§ **What needs to be done**
Go through the material and copy every line in which "sleeve" appears.

━━ Information provided

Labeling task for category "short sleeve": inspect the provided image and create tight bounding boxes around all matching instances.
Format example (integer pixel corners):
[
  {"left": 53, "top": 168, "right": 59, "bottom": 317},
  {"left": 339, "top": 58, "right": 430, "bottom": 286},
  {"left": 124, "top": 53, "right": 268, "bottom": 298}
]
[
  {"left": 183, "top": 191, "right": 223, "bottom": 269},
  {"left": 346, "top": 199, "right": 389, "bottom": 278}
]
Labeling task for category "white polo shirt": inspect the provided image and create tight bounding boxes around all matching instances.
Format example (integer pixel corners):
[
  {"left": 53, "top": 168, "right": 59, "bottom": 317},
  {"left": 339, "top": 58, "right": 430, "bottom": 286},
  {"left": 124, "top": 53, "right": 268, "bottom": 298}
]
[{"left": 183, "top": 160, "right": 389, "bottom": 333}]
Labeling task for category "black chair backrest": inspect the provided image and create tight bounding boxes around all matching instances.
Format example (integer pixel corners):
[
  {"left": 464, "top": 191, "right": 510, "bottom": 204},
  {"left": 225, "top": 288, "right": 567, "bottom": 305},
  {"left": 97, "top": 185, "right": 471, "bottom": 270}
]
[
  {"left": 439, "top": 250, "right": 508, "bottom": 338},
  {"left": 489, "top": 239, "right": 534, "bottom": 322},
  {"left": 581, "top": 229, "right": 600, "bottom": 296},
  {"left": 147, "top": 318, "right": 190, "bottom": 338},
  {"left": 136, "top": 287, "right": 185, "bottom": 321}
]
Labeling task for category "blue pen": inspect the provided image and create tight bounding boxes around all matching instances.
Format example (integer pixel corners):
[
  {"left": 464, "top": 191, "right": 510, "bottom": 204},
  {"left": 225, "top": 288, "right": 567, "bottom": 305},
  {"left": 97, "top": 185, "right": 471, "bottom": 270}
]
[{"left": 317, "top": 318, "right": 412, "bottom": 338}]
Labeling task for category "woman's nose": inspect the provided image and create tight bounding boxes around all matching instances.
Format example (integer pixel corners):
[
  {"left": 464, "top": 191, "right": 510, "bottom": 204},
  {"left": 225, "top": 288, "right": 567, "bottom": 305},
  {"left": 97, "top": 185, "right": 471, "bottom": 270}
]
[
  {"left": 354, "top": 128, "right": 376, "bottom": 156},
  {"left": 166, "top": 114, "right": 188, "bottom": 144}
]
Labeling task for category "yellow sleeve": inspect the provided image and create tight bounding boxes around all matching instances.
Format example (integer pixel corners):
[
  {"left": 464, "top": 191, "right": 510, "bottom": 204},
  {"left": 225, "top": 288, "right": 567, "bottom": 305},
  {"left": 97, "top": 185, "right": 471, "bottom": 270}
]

━━━━
━━ Information provided

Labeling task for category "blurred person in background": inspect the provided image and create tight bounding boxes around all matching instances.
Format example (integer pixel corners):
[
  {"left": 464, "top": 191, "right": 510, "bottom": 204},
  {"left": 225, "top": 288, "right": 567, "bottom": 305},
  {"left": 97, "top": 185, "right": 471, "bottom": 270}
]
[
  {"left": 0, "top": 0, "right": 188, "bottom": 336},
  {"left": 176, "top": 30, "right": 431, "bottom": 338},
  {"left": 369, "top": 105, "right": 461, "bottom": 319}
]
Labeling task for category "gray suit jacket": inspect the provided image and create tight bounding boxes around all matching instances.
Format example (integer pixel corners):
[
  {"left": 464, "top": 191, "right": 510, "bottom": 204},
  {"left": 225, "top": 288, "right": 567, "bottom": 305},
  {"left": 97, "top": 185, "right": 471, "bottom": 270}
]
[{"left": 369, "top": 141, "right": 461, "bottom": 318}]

━━━━
━━ Information provided

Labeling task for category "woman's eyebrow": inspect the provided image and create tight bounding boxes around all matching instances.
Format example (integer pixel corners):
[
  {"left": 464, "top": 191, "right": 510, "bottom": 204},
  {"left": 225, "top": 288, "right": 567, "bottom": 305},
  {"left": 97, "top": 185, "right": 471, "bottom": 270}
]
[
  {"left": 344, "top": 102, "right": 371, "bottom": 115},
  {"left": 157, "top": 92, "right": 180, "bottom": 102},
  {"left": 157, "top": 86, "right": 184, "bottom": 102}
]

━━━━

§ **Solution below**
Labeling task for category "short sleeve": inspect the provided image and create tight bounding boxes around all matching instances.
Labeling task for category "yellow sleeve": inspect the provided image and create tight bounding boxes around all matching instances.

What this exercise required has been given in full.